_Petunjuk Tugas_:
A) Terjemahkan kalimat dari teks dokumen ini ke dalam bahasa Inggris: "Metode yang digunakan adalah metode SCS yang dikembangkan oleh The Soil Conservation Services."
B) Jawab pertanyaan berikut berdasarkan teks dokumen:
(i) Perangkat lunak apa yang dipakai untuk mengekstrak data penggunaan lahan dari citra?
(ii) Citra tahun berapa saja yang digunakan?
(iii) Menurut Butler and Davies (2011), apa akibat perubahan lahan non-terbangun menjadi lahan terbangun?

_Teks Dokumen_:
Seminar Nasional Informatika 2012 (semnasIF 2012) UPN ”Veteran” Yogyakarta, 30 Juni 2012
ISSN: 1979-2328
ANALISIS PENGARUH PERUBAHAN PENGGUNAAN LAHAN TERHADAP RETENSI POTENSIAL AIR OLEH TANAH PADA KEJADIAN HUJAN SESAAT (STUDI KASUS PERUBAHAN PENGGUNAAN LAHAN DI DAS GARANG JAWA TENGAH) Ahmad Cahyadi1), Ardila Yananto2), Muhammad Sufwandika Wijaya3), Henky Nugraha4) 1 Magister Perencanaan Pengelolaan Pesisir dan Daerah Aliran Sungai (MPPDAS) Fakultas Geografi Universitas Gadjah Mada Yogyakarta 2,3 Jurusan Kartografi dan Penginderaan Jauh Fakultas Geografi Universitas Gadjah Mada 4 Jurusan Geografi Lingkungan Fakultas Geografi Universitas Gadjah Mada Email:
[email protected] Abstrak Tujuan penelitian ini adalah untuk mengetahui pengaruh perubahan penggunaan lahan di DAS Garang Jawa Tengah Tahun 1994, 2001 dan 2008 terhadap retensi potensial maksimum air oleh tanah pada kejadian hujan sesaat (storm rainfall). Metode yang digunakan adalah metode SCS yang dikembangkan oleh The Soil Conservation Services. Data yang digunakan adalah data penggunaan lahan yang diekstrak dari citra Tahun 1994, citra 2001 dan citra 2008 menggunakan software ENVI dan peta tanah DAS Garang skala semi detail. Hasil penelitian menunjukkan bahwa retensi potensial maksimum air oleh tanah pada kejadian hujan sesaat di DAS Garang semakin menurun. Hal ini disebabkan semakin luasnya lahan terbangun dan semakin sempitnya lahan non-terbangun. Kondisi ini akan menyebabkan imbuhan terhadap airtanah di DAS Garang semakin kecil dan debit puncak banjir akan semakin besar. Kata Kunci: Hujan Sesaat, Perubahan Penggunaan Lahan, Retensi Potensial 1. PENDAHULUAN Pertambahan penduduk yang terus terjadi akan menyebabkan kebutuhan akan ruang semakin besar (Soerjani dkk, 2008). Selain disebabkan oleh pertambahan penduduk oleh kelahiran yang lebih banyak dibandingkan dengan kematian, suatu perkotaan yang memiliki daya tarik yang tinggi menyebabkan pertambahan penduduk melalui arus migrasi dari desa ke kota. Kondisi ini juga akan menyebabkan terjadinya perluasan lahan terbangun sehingga terjadi urban sprawl. Kondisi juga terjadi di wilayah perkotaan Semarang. Perkembangan wilayah perkotaan menyebabkan banyaknya perubahan penggunaan lahan dari lahan non-terbangun menjadi lahan terbangun (Brath dkk, 2006). Kondisi ini secara hidrologis dapat menyebabkan terjadinya gangguan terhadap hidrologi. Butler and Davies (2011) menjelaskan bahwa perubahan penggunaan lahan dari lahan non-terbangun menjadi lahan terbangun akan menyebabkan terjadinya peningkatan aliran permukaan dan semakin sedikitnya airtanah. Hal ini terjadi karena jumlah air yang meresap semakin sedikit dan berubah menjadi aliran permukaan (Gambar 1).

_Bagian Data_:
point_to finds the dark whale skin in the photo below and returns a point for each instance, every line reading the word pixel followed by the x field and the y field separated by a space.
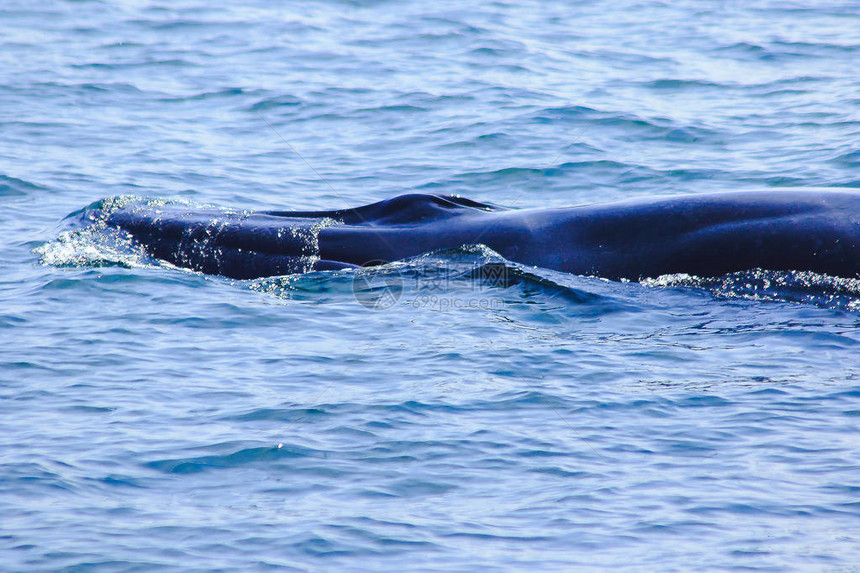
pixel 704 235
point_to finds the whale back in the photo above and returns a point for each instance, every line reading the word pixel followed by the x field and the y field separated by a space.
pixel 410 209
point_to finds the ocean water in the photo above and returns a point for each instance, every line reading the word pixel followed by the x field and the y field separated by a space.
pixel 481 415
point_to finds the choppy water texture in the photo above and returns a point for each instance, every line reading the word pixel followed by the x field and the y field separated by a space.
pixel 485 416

_Jawaban Lengkap_:
A) The method used is the SCS method developed by The Soil Conservation Services.

B)
(i) ENVI.
(ii) Tahun 1994, 2001 dan 2008.
(iii) Peningkatan aliran permukaan dan semakin sedikitnya airtanah.